# Set task:
Output exactly the lines that run from the line with "Tag a single point on each instance of the dark cloud" to the end of the material, both ends included, and no other lines.
☆ ☆ ☆ ☆ ☆ ☆ ☆
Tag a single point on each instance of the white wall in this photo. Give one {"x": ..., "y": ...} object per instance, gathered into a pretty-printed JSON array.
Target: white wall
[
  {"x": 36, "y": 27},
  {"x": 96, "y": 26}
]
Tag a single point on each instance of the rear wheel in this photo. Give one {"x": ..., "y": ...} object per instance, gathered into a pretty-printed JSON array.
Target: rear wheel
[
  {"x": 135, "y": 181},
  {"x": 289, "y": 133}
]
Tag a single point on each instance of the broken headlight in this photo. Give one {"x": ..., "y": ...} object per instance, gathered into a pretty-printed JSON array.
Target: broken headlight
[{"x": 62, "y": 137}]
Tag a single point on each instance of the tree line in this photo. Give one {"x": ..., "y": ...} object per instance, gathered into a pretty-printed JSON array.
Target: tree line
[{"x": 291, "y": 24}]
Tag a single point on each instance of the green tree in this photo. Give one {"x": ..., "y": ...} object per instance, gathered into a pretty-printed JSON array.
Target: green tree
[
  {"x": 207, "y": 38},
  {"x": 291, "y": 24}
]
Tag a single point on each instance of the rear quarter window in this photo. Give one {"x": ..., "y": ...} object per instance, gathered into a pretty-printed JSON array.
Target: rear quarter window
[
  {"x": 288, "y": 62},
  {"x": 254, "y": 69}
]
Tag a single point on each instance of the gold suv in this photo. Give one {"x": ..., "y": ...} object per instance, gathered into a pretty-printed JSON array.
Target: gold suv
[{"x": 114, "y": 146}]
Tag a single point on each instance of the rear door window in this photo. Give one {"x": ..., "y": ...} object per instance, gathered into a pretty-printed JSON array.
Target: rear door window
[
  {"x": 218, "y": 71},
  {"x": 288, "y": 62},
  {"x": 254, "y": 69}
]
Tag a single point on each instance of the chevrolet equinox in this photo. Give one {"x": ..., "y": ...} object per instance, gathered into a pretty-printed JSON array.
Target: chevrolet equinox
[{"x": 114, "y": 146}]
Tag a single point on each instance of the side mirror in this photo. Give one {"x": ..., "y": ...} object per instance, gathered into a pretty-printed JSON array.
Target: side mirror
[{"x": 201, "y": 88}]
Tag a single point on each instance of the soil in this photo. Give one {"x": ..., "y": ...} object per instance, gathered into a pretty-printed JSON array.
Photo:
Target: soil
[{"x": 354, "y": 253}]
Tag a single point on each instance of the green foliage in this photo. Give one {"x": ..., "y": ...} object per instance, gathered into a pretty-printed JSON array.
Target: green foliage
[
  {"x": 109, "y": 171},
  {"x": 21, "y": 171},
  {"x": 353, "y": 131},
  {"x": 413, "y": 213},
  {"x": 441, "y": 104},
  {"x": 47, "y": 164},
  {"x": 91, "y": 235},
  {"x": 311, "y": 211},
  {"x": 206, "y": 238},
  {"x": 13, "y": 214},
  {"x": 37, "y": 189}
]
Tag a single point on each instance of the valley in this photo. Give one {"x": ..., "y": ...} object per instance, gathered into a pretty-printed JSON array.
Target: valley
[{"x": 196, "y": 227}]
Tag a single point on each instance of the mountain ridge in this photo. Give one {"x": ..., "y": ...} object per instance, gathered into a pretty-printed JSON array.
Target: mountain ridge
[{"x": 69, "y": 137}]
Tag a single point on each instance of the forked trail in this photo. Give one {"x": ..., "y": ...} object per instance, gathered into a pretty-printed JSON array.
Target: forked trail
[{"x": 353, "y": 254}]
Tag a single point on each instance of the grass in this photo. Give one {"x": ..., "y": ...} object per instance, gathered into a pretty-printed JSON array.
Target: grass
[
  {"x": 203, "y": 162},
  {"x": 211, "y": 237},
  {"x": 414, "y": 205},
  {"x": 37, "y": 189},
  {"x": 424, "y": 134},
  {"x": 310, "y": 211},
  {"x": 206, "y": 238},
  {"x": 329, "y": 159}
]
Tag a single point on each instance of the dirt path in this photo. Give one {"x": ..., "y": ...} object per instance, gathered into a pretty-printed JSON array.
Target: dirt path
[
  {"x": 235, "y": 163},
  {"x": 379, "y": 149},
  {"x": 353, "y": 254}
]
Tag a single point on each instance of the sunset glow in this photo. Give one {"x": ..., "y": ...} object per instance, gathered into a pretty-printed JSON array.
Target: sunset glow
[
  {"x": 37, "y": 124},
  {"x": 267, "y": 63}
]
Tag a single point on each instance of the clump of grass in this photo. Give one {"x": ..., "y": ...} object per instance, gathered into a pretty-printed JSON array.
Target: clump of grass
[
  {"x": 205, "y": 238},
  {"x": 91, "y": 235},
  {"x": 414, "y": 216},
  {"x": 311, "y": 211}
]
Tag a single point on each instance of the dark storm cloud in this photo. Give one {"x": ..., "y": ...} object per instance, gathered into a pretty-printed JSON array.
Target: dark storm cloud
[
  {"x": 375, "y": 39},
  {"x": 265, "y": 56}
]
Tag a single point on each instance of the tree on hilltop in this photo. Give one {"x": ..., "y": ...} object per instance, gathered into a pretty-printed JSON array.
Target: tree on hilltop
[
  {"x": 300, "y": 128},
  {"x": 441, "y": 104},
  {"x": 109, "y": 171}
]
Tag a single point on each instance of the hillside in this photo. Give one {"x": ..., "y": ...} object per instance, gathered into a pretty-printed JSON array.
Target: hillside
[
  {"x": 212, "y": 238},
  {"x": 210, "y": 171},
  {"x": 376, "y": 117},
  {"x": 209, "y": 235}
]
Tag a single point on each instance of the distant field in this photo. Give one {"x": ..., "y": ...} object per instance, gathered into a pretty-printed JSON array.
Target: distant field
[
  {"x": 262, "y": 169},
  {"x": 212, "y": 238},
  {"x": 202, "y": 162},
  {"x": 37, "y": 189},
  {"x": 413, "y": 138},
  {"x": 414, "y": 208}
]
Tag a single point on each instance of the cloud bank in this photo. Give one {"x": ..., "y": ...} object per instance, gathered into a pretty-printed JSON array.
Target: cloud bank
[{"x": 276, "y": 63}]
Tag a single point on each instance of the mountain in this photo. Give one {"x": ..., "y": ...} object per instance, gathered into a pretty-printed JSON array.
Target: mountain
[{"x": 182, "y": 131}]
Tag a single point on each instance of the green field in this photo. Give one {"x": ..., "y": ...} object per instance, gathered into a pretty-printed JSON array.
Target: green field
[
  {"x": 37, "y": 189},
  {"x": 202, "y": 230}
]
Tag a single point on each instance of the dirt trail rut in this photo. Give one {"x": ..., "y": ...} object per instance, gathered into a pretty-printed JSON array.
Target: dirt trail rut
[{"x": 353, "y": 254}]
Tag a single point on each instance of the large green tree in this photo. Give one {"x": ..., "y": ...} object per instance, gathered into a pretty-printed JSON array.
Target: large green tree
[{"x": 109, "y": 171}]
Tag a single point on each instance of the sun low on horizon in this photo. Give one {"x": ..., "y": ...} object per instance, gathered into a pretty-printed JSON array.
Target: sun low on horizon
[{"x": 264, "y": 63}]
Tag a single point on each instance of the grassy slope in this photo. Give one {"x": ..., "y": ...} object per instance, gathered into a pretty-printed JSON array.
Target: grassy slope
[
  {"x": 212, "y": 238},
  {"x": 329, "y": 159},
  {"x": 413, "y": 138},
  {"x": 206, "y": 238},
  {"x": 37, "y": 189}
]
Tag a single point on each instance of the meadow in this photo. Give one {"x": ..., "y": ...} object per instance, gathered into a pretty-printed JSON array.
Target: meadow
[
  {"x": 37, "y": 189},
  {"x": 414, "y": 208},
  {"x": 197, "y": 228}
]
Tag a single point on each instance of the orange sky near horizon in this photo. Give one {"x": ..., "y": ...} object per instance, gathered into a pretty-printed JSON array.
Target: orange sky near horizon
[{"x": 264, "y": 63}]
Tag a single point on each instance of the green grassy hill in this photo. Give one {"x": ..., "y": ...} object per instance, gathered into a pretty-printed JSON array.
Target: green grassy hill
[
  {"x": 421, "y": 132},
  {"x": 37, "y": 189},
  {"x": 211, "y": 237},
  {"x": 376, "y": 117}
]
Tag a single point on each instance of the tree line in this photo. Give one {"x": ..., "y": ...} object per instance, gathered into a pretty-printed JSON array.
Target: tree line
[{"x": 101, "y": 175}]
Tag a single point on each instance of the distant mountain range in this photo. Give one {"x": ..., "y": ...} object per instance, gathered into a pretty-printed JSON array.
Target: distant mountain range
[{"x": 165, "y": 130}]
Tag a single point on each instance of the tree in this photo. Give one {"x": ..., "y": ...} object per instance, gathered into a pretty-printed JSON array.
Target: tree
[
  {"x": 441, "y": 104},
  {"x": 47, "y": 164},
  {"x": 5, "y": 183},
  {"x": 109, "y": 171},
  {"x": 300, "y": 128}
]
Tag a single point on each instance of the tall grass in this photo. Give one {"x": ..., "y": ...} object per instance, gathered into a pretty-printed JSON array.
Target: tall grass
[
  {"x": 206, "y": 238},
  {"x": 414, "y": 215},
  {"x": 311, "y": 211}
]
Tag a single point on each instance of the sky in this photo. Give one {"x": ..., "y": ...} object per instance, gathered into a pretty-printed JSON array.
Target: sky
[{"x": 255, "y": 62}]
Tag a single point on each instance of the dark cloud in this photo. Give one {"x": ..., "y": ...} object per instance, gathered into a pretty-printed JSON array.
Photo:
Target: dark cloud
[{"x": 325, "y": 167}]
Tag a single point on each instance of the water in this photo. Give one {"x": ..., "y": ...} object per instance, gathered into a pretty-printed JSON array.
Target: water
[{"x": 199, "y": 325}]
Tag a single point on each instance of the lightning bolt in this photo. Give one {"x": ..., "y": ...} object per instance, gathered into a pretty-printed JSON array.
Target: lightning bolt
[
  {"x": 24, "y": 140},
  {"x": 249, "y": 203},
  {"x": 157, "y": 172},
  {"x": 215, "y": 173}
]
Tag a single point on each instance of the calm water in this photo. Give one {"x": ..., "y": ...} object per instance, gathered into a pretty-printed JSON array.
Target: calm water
☆ ☆ ☆ ☆ ☆ ☆ ☆
# Exercise solution:
Tag a single point on each instance of the dark cloud in this photo. Give one {"x": ..., "y": ...} object per instance, gathered into a pretty-printed JSON array.
Photo:
Target: dark cloud
[{"x": 325, "y": 167}]
Tag a single point on each instance of the water in this photo. Give one {"x": ..., "y": ...} object per instance, gathered into a pretty-printed JSON array.
Target: water
[{"x": 199, "y": 325}]
Tag a single point on each instance of the lightning bolt in this photo. Give one {"x": ..., "y": ...} object per instance, gathered into a pretty-printed JSON array.
Target: lightning bolt
[
  {"x": 24, "y": 140},
  {"x": 249, "y": 203},
  {"x": 157, "y": 172},
  {"x": 215, "y": 173}
]
Tag a single point on each instance of the calm water in this photo. Give one {"x": ..., "y": ...} object per instance, gathered into a pretty-printed JSON array.
Target: calm water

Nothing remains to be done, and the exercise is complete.